#### TEXT PROVIDED
━━━━━━━━━━━━━━━━━━━━━━━━━━━━━━
Naming is on my mind today, because we've been doing a huge overhaul of our Proto programming framework this summer, and since the programming language that comes out of this will look very little like Proto currently does (for those who care, it will switch from prefix to infix notation and all those LISP-ish parentheses will go away) we might take the opportunity to coin a new name.  So we've been kicking around ideas and trying to get away from the acronym thing.

It's really tempting to get cute when you're naming things, and in my experience this always will tend to end badly.  The problem is that once you make a name, you get stuck with it.  A joke is nice, but do you really want it pinned on your lapel for a decade of your career?  Or worse, a joke can end up with you not able to be found at all, because you get lost in the noise or incomprehension.  Though, perhaps not always... I had an undergraduate working for me some years ago, who came up with an extremely fast and elegant algorithm for accelerating complex chemical simulations.  When we were nearly done writing it up, I told him that this algorithm needed to have a name, and he asked me, "What are the rules for naming algorithms?  Can I name it anything I want?"  Incautiously, I told him yes, having apparently forgotten the madness of power that would have overtaken me at these words when I too was an undergrad.
━━━━━━━━━━━━━━━━━━━━━━━━━━━━━━
#### GIVEN DATA

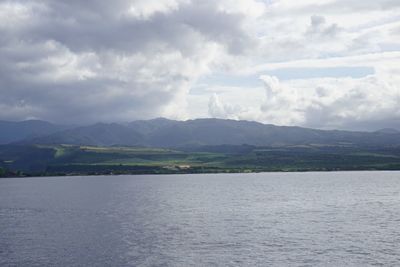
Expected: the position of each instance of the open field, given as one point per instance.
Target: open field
(27, 160)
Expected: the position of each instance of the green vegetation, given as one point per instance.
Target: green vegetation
(40, 160)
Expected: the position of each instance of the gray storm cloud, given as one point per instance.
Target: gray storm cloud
(84, 61)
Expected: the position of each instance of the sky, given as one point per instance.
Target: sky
(328, 64)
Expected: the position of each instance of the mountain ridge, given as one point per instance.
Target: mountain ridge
(161, 132)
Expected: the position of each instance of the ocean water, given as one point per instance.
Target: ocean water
(265, 219)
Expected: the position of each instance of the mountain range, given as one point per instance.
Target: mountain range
(191, 133)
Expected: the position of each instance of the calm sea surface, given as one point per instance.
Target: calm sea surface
(269, 219)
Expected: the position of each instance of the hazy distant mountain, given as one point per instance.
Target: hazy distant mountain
(388, 131)
(209, 132)
(100, 134)
(17, 131)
━━━━━━━━━━━━━━━━━━━━━━━━━━━━━━
#### SET EXERCISE 1
Could you write out the passage on naming, starting with "Naming is on" and going on through "the acronym thing."?
#### SET EXERCISE 2
What comes next in the passage on naming things? Write the continuation from the point where it stops.

#### TASK RESPONSE 1
Naming is on my mind today, because we've been doing a huge overhaul of our Proto programming framework this summer, and since the programming language that comes out of this will look very little like Proto currently does (for those who care, it will switch from prefix to infix notation and all those LISP-ish parentheses will go away) we might take the opportunity to coin a new name.  So we've been kicking around ideas and trying to get away from the acronym thing.

#### TASK RESPONSE 2
And so it is that I came to be coauthor on a paper about the LOLCAT method for chemical simulations.  I could have quashed it and demanded we have a better name, of course, but he was so happy with the idea and it was really mostly his invention, and so I gave in and we've got this crazy name.  It's not even an acronym with some sort of reasonable excuse, it's just LOLCAT because my undergrad was mad with power and hilarity, and I was quite content to let him have his fun.  If you google LOLCAT, well... either you already know, or you should do it now.  If you google "LOLCAT algorithm," though, we come up on top, and (I just discovered) it's even apparently gotten me into Wikipedia.  So I guess that means that names don't matter too much after all, if you've got something useful that you've built, in the end.

I'll definitely say, though, that there's one thing I'm very proud of in my history of naming: Harriet (seen here in her mother's lap, watching airplanes landing over her into Logan)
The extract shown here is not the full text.